» Excerpted passage
══════════

The general sentiment is echoed by some in psychiatry. Sidney Weissman, M.D., a long-time training director and past president of AADPRT, told Psychiatric News that he knows from experience that there are violations of duty-hour rules in psychiatry. And the obligation to monitor those violations can cause subtle and not-so-subtle shifts in emphasis on the part of educational programs.

“Part of being an intern and resident is learning responsibility to the patient,” he said. “If you have an environment focused on responding to rules, then you are not focusing on learning. I don't want someone thinking about whether they need to go home in 15 minutes. I want someone who is thinking about why this patient is in trouble and what we need to do.”

The issue of continuity of care is especially acute in the“ hand-off” of patients from one physician who is clocking out to another who is coming on. The “hand-off”—where vital information is transferred—has become a focus of interest as a point in the system of medical care rife with potential for error.

“There are degradations in the quality of information the more hand-offs there are,” Weissman said. “One of the things the rules have done is created a situation where there are more hand-offs, and hospitals have had to reorganize how they deliver care.”

DeFrancisci agreed. “When I was doing night float rotations in medicine, you never knew what happened to patients you saw the night before,” she said. “They get transferred to a day team, and that was the last you saw of them. Certainly, continuity of care is potentially sacrificed.”

Landrigan, author of the JAMA report on work-hour violations, believes the concern about continuity may be misplaced.

“It would certainly not be reasonable to advocate for residents to clock out the moment their replacement arrives, if an acute-care situation exists that requires their continued presence,” he told Psychiatric News. “On the other hand, the routine violation of limits that is currently taking place is entirely preventable, with a somewhat more rational scheduling system.

“For example, if the absolute limit for consecutive work has been set at 30 hours, why is it that residents are routinely scheduled to work right up until this limit?” he wondered. “Wouldn't it be more prudent to routinely schedule them to go home at the 28th hour, so that there is a cushion of time for them to sign out appropriately and deal with the predictable crises that arise in medicine?”

══════════

» Prompt 1
Do these statements agree with the passage on resident duty hours? Answer yes or no for each, quoting the words that decide it.
(a) Weissman says the rules have led to more hand-offs.
(b) Landrigan suggests scheduling residents to go home at the 30th hour.
(c) DeFrancisci did her night float rotations in psychiatry.
» Prompt 2
Write what comes next in the passage on resident duty hours, picking up after its final sentence.
The lines after this point come from a separate source.

» Data section
══════════

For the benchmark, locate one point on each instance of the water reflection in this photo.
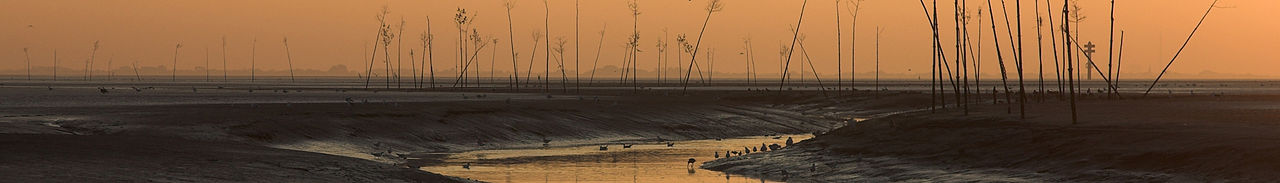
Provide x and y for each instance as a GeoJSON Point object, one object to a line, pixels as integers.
{"type": "Point", "coordinates": [640, 163]}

══════════

» Task answer 1
(a) Yes: "One of the things the rules have done is created a situation where there are more hand-offs"
(b) No: "Wouldn't it be more prudent to routinely schedule them to go home at the 28th hour"
(c) No: "When I was doing night float rotations in medicine"

» Task answer 2
Landrigan also believes that the duty-hour limits set by ACGME—largely in an effort to forestall regulation by Congress—are far in excess of what the airline and other industries require for safety and what is dictated by available evidence.

“What we have determined to be normal working hours is grossly at odds with what other industries practice,” Landrigan said. “The idea that devotion to patients requires 30 hours of continuous service is deeply contradicted by the evidence. We know that interns working more than 30 hours straight make more errors and that their empathy drops and their learning deteriorates.”

He acknowledges the dilemma in which training directors have been placed.“ This was an unfunded mandate,” he said. “Programs have been expected to comply without any resources or technical expertise to do so. The reality is that they simply don't have the bodies on site to do what they need to do.”

Ultimately, Landrigan believes the duty-hour rules are a flawed solution to the problem of patient safety and that the movement toward teaching“ competencies” backed up by evidence of learning is a step in the right direction.

“In the past we have thought of time in the hospital as a proxy for learning,” Landrigan said. “But as we move toward testing competencies, I think we will find that hours in the hospital don't correlate with what we actually care about.”